> [Short exercise]: Return each line in the records that contains the word "stone".

> [Data for this exercise]:
━━━━━━━━━━━━━━━━

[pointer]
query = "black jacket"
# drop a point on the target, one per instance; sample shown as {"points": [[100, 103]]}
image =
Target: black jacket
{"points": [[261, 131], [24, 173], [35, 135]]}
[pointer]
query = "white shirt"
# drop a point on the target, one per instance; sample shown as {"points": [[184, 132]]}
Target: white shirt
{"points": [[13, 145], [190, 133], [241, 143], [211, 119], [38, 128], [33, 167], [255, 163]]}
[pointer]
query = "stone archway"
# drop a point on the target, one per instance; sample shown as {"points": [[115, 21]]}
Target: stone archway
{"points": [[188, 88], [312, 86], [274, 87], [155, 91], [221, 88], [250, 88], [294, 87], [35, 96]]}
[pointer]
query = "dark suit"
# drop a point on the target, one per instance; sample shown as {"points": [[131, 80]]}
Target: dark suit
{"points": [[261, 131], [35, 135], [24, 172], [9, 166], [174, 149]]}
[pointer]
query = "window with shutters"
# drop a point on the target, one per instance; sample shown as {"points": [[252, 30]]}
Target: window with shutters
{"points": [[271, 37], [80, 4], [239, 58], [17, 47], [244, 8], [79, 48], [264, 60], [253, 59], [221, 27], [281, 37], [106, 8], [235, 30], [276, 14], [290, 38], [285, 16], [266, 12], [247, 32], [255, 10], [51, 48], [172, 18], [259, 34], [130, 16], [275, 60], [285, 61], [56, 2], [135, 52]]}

━━━━━━━━━━━━━━━━

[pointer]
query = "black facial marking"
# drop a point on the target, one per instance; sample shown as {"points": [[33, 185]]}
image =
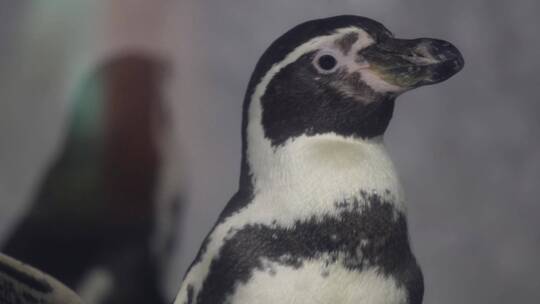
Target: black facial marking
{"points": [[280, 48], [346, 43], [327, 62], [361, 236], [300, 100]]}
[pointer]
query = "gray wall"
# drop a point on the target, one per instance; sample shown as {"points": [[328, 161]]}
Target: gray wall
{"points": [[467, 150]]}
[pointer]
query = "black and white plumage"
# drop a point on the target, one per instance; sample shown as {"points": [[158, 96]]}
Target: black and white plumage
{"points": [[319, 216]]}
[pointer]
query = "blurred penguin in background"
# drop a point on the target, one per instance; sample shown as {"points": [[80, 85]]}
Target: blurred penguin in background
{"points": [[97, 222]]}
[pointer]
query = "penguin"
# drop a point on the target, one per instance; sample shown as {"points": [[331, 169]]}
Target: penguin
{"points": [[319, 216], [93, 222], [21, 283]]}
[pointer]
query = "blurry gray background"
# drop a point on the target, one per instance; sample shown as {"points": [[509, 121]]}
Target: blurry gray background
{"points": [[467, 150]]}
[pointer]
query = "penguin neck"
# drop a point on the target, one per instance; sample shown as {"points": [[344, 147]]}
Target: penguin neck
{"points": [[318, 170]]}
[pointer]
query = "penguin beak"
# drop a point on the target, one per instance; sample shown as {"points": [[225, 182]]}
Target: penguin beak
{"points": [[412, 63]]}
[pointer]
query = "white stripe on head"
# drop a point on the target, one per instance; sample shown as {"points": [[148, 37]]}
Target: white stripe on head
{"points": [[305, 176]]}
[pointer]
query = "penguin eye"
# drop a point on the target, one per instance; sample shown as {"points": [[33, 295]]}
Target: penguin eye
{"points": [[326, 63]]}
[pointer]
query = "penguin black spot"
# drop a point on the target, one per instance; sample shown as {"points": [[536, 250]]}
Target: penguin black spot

━━━━━━━━━━━━━━━━

> [Answer for the task]:
query = "stone archway"
Target: stone archway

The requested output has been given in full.